### WORK REQUEST
Reproduce, word for word, the stretch of the inflation discussion from "All inflation is" through "credit for that.".
[[ PAGE TEXT open ]]
Well Trump was the President who signed off on the first 2.2 trillion dollar CARES act in 2020, so if you believe the arguments that this contributed to inflation, then Trump at least is somewhat responsible. Biden then also signed a 1.9 trillion dollar rescue plan as well of course.

Sure, but two things were abundantly clear even to the political novice; trump wanted the vaccines approved asap and trump wanted the lockdowns lifted as soon as the vaccine became available to let the economy recover, even if it was just to save his own political skin.

If the CARES act was the only major spending bill related to COVID and we got more or less back to business as usual by fall 2020, it would have caused an inflationary period but the damage would have been limited and mitigated by a quick recovery.

There’s a big difference between taking 2000mg of Tylenol and taking 4000mg of Tylenol and four shots of whiskey.

The vast, disparate effects of what you might call the “lockdown political culture” deepened and accelerated this inflationary pressure by absolutely skull-fucking normal supply and demand. And that shit was 1000% on the heads of democrats.

All inflation is just too much money chasing too little goods. The absolutely psychotic extended lockdowns and the hair trigger response we had throughout the administrative state, which was in open rebellion against the Trump administration, caused a ton of problems both on the supply side and the demand side.

I saw this personally as I was privy to the cost increase in my industry which were largely a result of all these collective policies on both the federal level, and on the state and local level, all of which are heavily blue.

So my intuition is that trump might be responsible for like 15% of the inflation surrounding COVID, tops. And the super tight labor market that we had pre-COVID more than makes up for that, and the Trump administration can take at least partial credit for that.

How much of the good things in the economy are from borrowing from the future?

You can’t borrow real things from the future, and when people are discussing the economy being good they are talking about real consumption, investment, etc.

  • -10

If you have a bunch of physical resources you could use to build infrastructure which will provide a moderate amount of value per year over the coming decades, or in goods which will provide a large amount of value now but no further value in the future, that gives you the options of "invest in the future" vs "consume now". If the default action is "invest in the future", and you make the decision to consume now instead, I think that reasonably counts as "borrowing against the future".

On the object level of this thread, it's debatable whether allowing more immigration is borrowing against the future or investing in the future, and it probably depends to some extent on how generous you expect future entitlements to be, but "is our current policy borrowing against the future" is a real and meaningful question.
[[ PAGE TEXT closed ]]
[[ SUPPLIED DATA open ]]
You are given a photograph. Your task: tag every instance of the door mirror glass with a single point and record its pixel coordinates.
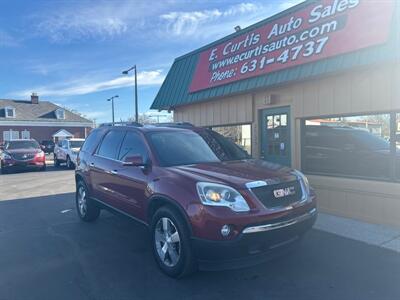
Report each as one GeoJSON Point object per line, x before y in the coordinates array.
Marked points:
{"type": "Point", "coordinates": [135, 161]}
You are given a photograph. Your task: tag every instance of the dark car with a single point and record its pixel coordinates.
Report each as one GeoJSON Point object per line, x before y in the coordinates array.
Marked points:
{"type": "Point", "coordinates": [208, 205]}
{"type": "Point", "coordinates": [22, 155]}
{"type": "Point", "coordinates": [47, 146]}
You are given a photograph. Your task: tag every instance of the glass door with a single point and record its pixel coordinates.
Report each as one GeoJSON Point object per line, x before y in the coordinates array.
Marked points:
{"type": "Point", "coordinates": [275, 135]}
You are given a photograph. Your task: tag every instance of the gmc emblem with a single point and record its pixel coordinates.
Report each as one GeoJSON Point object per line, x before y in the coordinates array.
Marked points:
{"type": "Point", "coordinates": [289, 191]}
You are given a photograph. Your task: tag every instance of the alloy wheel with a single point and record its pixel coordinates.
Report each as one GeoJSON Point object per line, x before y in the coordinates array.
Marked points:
{"type": "Point", "coordinates": [167, 240]}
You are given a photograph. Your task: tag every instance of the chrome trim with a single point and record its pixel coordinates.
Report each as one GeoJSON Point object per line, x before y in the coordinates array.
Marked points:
{"type": "Point", "coordinates": [273, 226]}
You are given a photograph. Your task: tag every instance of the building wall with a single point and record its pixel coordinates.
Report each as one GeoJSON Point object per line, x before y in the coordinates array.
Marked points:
{"type": "Point", "coordinates": [41, 133]}
{"type": "Point", "coordinates": [370, 90]}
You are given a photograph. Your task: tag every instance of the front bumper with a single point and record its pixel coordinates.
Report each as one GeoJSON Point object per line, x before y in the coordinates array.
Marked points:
{"type": "Point", "coordinates": [254, 245]}
{"type": "Point", "coordinates": [30, 164]}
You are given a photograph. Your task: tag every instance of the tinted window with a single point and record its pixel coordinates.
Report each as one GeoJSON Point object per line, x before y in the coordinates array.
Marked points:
{"type": "Point", "coordinates": [110, 145]}
{"type": "Point", "coordinates": [132, 145]}
{"type": "Point", "coordinates": [92, 141]}
{"type": "Point", "coordinates": [22, 145]}
{"type": "Point", "coordinates": [181, 148]}
{"type": "Point", "coordinates": [355, 146]}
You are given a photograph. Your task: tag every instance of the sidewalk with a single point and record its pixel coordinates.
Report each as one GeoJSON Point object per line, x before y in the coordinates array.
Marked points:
{"type": "Point", "coordinates": [378, 235]}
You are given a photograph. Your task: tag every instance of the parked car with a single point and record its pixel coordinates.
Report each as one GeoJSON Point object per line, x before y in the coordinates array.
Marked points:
{"type": "Point", "coordinates": [22, 154]}
{"type": "Point", "coordinates": [207, 203]}
{"type": "Point", "coordinates": [47, 146]}
{"type": "Point", "coordinates": [66, 151]}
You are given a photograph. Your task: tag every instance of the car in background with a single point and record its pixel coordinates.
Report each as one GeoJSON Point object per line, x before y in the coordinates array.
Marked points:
{"type": "Point", "coordinates": [207, 203]}
{"type": "Point", "coordinates": [47, 146]}
{"type": "Point", "coordinates": [66, 151]}
{"type": "Point", "coordinates": [22, 155]}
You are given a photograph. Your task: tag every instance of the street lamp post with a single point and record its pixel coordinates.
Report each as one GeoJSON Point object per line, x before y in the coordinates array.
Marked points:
{"type": "Point", "coordinates": [126, 72]}
{"type": "Point", "coordinates": [112, 106]}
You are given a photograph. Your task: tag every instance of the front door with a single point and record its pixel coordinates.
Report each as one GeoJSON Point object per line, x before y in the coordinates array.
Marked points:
{"type": "Point", "coordinates": [275, 135]}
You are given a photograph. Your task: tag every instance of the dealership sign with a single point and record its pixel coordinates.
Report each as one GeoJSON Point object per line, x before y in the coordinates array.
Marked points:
{"type": "Point", "coordinates": [319, 30]}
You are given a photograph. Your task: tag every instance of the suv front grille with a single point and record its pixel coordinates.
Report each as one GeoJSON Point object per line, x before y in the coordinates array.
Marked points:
{"type": "Point", "coordinates": [23, 156]}
{"type": "Point", "coordinates": [279, 195]}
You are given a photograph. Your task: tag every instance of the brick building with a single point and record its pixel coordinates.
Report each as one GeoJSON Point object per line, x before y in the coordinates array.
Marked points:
{"type": "Point", "coordinates": [40, 120]}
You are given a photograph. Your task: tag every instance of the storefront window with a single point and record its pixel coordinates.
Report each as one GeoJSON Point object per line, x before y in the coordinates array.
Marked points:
{"type": "Point", "coordinates": [356, 146]}
{"type": "Point", "coordinates": [239, 134]}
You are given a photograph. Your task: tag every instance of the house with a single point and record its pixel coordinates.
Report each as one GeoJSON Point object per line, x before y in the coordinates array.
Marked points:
{"type": "Point", "coordinates": [40, 120]}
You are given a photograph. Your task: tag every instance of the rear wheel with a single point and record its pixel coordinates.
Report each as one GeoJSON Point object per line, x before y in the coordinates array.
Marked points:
{"type": "Point", "coordinates": [171, 243]}
{"type": "Point", "coordinates": [87, 209]}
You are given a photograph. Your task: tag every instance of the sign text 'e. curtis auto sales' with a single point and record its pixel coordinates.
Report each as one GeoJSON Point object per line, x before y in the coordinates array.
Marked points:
{"type": "Point", "coordinates": [322, 29]}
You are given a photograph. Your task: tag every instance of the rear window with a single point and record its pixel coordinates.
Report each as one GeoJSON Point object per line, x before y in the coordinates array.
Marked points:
{"type": "Point", "coordinates": [92, 141]}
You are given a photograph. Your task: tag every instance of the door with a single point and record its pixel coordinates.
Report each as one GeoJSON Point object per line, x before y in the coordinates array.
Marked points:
{"type": "Point", "coordinates": [275, 135]}
{"type": "Point", "coordinates": [104, 166]}
{"type": "Point", "coordinates": [132, 180]}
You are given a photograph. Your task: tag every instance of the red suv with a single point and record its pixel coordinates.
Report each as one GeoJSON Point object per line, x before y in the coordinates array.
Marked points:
{"type": "Point", "coordinates": [207, 203]}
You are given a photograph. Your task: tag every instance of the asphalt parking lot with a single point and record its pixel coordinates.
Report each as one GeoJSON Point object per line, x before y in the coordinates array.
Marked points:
{"type": "Point", "coordinates": [47, 253]}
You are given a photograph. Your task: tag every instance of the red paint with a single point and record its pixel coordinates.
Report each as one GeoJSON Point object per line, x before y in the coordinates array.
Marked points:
{"type": "Point", "coordinates": [350, 25]}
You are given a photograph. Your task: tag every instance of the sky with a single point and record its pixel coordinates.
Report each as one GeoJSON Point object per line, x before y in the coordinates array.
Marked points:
{"type": "Point", "coordinates": [72, 52]}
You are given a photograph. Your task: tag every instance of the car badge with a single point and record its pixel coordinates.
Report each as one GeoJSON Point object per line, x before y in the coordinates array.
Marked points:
{"type": "Point", "coordinates": [288, 191]}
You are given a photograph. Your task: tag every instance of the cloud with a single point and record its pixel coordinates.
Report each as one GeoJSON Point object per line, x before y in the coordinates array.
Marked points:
{"type": "Point", "coordinates": [6, 40]}
{"type": "Point", "coordinates": [187, 23]}
{"type": "Point", "coordinates": [82, 87]}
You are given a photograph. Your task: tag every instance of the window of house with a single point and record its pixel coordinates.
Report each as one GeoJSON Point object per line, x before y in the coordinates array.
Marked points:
{"type": "Point", "coordinates": [10, 112]}
{"type": "Point", "coordinates": [60, 113]}
{"type": "Point", "coordinates": [239, 134]}
{"type": "Point", "coordinates": [10, 135]}
{"type": "Point", "coordinates": [25, 134]}
{"type": "Point", "coordinates": [350, 146]}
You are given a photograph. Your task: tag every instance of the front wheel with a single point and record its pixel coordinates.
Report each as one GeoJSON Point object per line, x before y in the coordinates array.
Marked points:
{"type": "Point", "coordinates": [87, 209]}
{"type": "Point", "coordinates": [171, 243]}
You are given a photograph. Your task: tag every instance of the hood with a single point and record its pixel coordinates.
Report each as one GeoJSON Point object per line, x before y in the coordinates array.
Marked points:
{"type": "Point", "coordinates": [236, 173]}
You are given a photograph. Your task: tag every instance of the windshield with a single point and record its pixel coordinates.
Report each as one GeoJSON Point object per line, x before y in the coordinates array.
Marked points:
{"type": "Point", "coordinates": [76, 144]}
{"type": "Point", "coordinates": [188, 147]}
{"type": "Point", "coordinates": [22, 145]}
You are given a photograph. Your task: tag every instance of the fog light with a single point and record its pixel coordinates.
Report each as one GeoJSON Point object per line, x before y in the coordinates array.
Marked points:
{"type": "Point", "coordinates": [225, 230]}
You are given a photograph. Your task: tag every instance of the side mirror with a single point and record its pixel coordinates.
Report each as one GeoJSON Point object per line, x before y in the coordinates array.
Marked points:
{"type": "Point", "coordinates": [135, 161]}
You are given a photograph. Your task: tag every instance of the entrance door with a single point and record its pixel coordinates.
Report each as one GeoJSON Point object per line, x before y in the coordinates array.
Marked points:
{"type": "Point", "coordinates": [275, 135]}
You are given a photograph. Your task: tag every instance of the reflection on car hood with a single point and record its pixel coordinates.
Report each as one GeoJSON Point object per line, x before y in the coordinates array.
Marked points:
{"type": "Point", "coordinates": [236, 173]}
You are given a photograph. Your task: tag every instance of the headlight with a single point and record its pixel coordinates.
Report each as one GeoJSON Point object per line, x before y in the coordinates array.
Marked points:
{"type": "Point", "coordinates": [214, 194]}
{"type": "Point", "coordinates": [5, 156]}
{"type": "Point", "coordinates": [304, 180]}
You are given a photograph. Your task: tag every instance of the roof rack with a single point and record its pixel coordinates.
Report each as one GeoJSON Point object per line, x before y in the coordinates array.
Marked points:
{"type": "Point", "coordinates": [174, 124]}
{"type": "Point", "coordinates": [134, 124]}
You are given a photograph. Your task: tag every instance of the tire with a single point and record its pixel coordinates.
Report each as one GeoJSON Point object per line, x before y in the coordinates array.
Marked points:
{"type": "Point", "coordinates": [87, 210]}
{"type": "Point", "coordinates": [70, 164]}
{"type": "Point", "coordinates": [178, 260]}
{"type": "Point", "coordinates": [56, 162]}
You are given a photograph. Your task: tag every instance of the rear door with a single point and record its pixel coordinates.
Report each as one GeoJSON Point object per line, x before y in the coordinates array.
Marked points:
{"type": "Point", "coordinates": [104, 166]}
{"type": "Point", "coordinates": [132, 181]}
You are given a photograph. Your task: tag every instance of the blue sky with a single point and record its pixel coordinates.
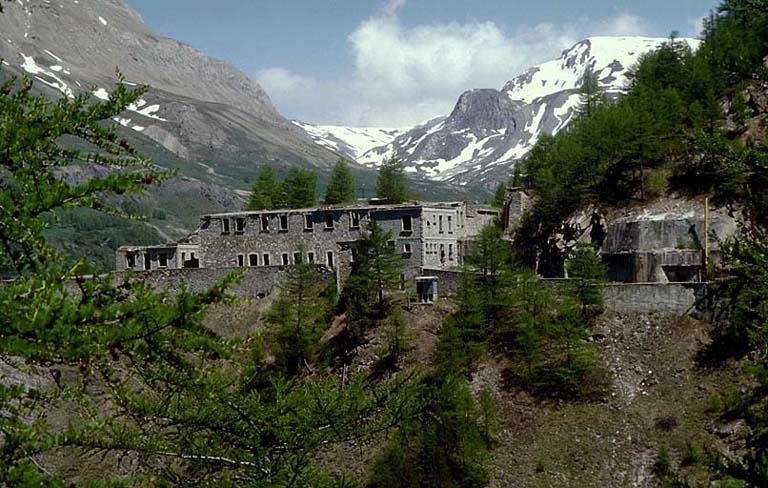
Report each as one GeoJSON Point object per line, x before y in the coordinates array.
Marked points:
{"type": "Point", "coordinates": [398, 62]}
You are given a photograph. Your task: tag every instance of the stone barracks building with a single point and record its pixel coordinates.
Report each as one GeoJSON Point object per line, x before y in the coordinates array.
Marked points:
{"type": "Point", "coordinates": [427, 236]}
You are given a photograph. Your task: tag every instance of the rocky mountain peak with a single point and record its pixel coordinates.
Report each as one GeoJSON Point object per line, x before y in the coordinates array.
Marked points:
{"type": "Point", "coordinates": [483, 111]}
{"type": "Point", "coordinates": [91, 39]}
{"type": "Point", "coordinates": [489, 130]}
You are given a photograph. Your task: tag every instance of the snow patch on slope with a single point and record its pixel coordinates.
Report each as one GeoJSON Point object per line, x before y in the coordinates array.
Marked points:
{"type": "Point", "coordinates": [351, 142]}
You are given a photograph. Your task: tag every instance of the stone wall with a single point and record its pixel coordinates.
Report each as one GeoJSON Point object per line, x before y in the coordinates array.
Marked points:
{"type": "Point", "coordinates": [321, 233]}
{"type": "Point", "coordinates": [257, 282]}
{"type": "Point", "coordinates": [674, 298]}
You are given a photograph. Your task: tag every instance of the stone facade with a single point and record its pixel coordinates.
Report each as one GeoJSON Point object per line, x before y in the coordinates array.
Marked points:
{"type": "Point", "coordinates": [516, 202]}
{"type": "Point", "coordinates": [425, 235]}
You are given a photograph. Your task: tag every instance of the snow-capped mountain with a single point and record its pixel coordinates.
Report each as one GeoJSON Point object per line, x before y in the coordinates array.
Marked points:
{"type": "Point", "coordinates": [490, 130]}
{"type": "Point", "coordinates": [197, 107]}
{"type": "Point", "coordinates": [350, 142]}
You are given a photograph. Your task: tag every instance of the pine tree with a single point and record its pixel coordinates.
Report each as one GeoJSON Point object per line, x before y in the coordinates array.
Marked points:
{"type": "Point", "coordinates": [591, 95]}
{"type": "Point", "coordinates": [376, 271]}
{"type": "Point", "coordinates": [587, 270]}
{"type": "Point", "coordinates": [199, 419]}
{"type": "Point", "coordinates": [499, 196]}
{"type": "Point", "coordinates": [265, 192]}
{"type": "Point", "coordinates": [298, 189]}
{"type": "Point", "coordinates": [341, 186]}
{"type": "Point", "coordinates": [297, 318]}
{"type": "Point", "coordinates": [392, 185]}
[[ SUPPLIED DATA closed ]]
### WRITTEN RESPONSE
All inflation is just too much money chasing too little goods. The absolutely psychotic extended lockdowns and the hair trigger response we had throughout the administrative state, which was in open rebellion against the Trump administration, caused a ton of problems both on the supply side and the demand side.

I saw this personally as I was privy to the cost increase in my industry which were largely a result of all these collective policies on both the federal level, and on the state and local level, all of which are heavily blue.

So my intuition is that trump might be responsible for like 15% of the inflation surrounding COVID, tops. And the super tight labor market that we had pre-COVID more than makes up for that, and the Trump administration can take at least partial credit for that.